PASSAGE SHOWN |
* START *

Early parliamentary elections were held in Bulgaria on 2 October 2022 to elect members of the 48th National Assembly. The snap election was called after the fall of the Petkov Government, a four-party coalition, in June 2022. This was the fourth parliamentary election since 2021, an unprecedented situation in Bulgarian history, the previous elections being the April, July, and November 2021 elections.

As in the previous snap elections, no party secured a majority. The GERB-SDS won a plurality of 67 seats and was assigned the task by President Rumen Radev of forming a government, but their efforts failed. The president shortly after granted the We Continue the Change party and later the BSP for Bulgaria coalition a mandate to form a government, but both were unsuccessful. As a result, President Radev scheduled another parliamentary election, the fifth in two years, to take place on 2 April 2023.

Background

The 2021 Bulgarian general election in November saw We Continue the Change (PP) achieve a surprise victory, receiving 25% of the vote. Led by Kiril Petkov and Asen Vasilev, the PP formed a coalition government with BSP for Bulgaria (BSPzB), There Is Such a People (ITN) and Democratic Bulgaria (DB). This broke the deadlock that had arisen as a result of the previous two parliamentary elections, after which no party was able to form a government.

On 8 June 2022, ITN withdrew from the government, citing disagreements over the state budget, fiscal policy and the lifting of Bulgaria's veto on opening EU accession talks with North Macedonia. On 22 June, the government was defeated in a no confidence vote tabled by GERB and supported by DPS, ITN and Revival.

Electoral system
The 240 members of the National Assembly are elected by open list proportional representation from 31 multi-member constituencies ranging in size from 4 to 16 seats. The electoral threshold is 4% for parties, with seats allocated according to the largest remainder method.

Political groups 

The table below lists the political party groups represented in the 47th National Assembly.

Competing parties

Opinion polls
Graphical representation of recalculated data

The opinion poll results below were recalculated from the original data and exclude polls that chose "I will not vote" or "I am uncertain" options.

* END *

EXCERPTED RECORDS |
* START *

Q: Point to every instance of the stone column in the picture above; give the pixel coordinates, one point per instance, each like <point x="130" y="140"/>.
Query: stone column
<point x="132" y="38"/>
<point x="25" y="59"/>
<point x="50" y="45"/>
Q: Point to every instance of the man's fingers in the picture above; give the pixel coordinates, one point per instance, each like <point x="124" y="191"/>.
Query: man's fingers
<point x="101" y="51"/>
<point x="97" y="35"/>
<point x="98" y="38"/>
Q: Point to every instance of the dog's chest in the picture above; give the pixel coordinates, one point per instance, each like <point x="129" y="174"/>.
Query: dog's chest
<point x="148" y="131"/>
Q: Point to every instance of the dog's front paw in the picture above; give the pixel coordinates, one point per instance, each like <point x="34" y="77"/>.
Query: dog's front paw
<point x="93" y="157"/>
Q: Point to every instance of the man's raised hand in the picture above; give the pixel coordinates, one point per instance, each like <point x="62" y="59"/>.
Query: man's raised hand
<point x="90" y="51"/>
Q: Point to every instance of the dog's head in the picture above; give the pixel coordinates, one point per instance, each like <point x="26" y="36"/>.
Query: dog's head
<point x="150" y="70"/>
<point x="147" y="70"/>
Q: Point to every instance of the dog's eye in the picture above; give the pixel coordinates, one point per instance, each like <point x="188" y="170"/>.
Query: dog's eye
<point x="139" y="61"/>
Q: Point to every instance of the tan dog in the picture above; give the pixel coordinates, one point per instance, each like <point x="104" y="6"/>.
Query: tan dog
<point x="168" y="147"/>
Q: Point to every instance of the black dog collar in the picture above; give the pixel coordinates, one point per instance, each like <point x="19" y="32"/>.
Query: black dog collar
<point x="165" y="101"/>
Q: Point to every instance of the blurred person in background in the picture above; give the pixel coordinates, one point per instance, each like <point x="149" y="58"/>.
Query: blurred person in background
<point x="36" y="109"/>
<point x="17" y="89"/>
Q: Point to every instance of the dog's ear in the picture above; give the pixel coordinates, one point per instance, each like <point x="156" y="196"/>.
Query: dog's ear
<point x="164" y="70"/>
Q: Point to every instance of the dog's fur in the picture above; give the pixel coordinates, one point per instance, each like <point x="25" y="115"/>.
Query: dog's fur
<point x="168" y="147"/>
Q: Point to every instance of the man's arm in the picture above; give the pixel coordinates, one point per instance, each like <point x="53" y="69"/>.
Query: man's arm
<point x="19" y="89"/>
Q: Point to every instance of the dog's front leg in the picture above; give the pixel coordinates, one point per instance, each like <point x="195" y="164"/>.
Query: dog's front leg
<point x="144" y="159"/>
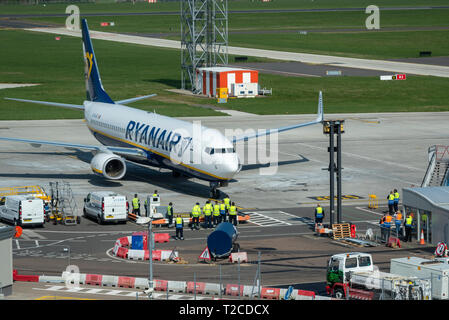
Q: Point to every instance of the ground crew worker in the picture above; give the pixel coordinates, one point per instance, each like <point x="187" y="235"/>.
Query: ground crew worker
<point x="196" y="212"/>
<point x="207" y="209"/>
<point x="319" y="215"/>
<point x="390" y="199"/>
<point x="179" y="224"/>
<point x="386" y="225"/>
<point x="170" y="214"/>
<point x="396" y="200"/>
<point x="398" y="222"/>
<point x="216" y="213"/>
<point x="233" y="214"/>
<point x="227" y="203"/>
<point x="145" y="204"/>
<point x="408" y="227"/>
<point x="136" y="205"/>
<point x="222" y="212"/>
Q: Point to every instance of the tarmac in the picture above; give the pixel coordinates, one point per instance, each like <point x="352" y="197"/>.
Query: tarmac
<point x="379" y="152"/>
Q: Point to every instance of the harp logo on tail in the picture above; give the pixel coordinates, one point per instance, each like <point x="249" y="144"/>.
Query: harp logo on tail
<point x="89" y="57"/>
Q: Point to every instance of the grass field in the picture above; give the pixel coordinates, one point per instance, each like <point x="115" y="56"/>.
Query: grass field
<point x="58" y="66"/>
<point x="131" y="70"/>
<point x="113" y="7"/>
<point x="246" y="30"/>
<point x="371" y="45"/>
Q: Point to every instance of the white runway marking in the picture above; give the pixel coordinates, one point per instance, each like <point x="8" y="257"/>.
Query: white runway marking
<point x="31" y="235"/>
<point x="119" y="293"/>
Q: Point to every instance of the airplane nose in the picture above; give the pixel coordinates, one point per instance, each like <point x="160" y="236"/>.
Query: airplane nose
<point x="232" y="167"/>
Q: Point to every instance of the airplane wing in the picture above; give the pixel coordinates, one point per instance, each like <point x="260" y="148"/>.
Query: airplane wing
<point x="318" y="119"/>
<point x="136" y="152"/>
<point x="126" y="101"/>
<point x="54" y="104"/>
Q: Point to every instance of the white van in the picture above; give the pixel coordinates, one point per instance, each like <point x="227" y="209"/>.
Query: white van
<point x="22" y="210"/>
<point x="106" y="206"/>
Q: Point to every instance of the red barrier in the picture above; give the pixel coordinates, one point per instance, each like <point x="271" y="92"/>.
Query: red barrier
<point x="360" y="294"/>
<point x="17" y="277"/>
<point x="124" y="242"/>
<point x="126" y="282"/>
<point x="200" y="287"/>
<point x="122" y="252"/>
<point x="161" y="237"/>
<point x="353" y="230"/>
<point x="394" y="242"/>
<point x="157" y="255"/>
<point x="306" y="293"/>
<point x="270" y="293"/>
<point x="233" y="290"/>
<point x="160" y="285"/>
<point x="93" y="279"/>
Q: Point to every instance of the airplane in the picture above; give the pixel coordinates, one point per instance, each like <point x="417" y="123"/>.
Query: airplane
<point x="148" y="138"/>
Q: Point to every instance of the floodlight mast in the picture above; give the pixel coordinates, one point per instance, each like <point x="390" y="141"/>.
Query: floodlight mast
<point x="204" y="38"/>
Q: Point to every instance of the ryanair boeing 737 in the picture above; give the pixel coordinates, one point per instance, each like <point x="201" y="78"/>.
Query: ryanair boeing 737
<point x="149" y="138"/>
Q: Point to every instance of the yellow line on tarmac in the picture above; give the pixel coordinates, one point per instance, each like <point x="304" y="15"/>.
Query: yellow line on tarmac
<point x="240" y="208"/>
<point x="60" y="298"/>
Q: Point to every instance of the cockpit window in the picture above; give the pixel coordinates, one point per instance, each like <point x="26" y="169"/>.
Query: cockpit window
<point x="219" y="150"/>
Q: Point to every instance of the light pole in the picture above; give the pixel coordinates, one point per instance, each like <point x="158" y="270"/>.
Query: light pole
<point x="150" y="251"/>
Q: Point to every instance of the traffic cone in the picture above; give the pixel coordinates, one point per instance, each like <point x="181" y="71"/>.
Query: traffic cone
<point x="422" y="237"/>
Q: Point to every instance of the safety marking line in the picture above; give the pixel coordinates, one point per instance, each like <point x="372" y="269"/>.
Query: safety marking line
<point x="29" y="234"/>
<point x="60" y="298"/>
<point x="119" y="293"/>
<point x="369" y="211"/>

* END *

STATED EXERCISE 1 | Reproduce word for word the stretch of the passage on the 2022 Bulgarian election from "The 2021 Bulgarian" through "form a government.".
STATED EXERCISE 2 | Translate this sentence from the passage on the 2022 Bulgarian election into Spanish: "As in the previous snap elections, no party secured a majority."
STATED EXERCISE 3 | According to the passage on the 2022 Bulgarian election, on what date did ITN withdraw from the government?

FULL RESPONSE 1 |
The 2021 Bulgarian general election in November saw We Continue the Change (PP) achieve a surprise victory, receiving 25% of the vote. Led by Kiril Petkov and Asen Vasilev, the PP formed a coalition government with BSP for Bulgaria (BSPzB), There Is Such a People (ITN) and Democratic Bulgaria (DB). This broke the deadlock that had arisen as a result of the previous two parliamentary elections, after which no party was able to form a government.

FULL RESPONSE 2 | Al igual que en las anteriores elecciones anticipadas, ningún partido obtuvo la mayoría.

FULL RESPONSE 3 | ITN withdrew on 8 June 2022.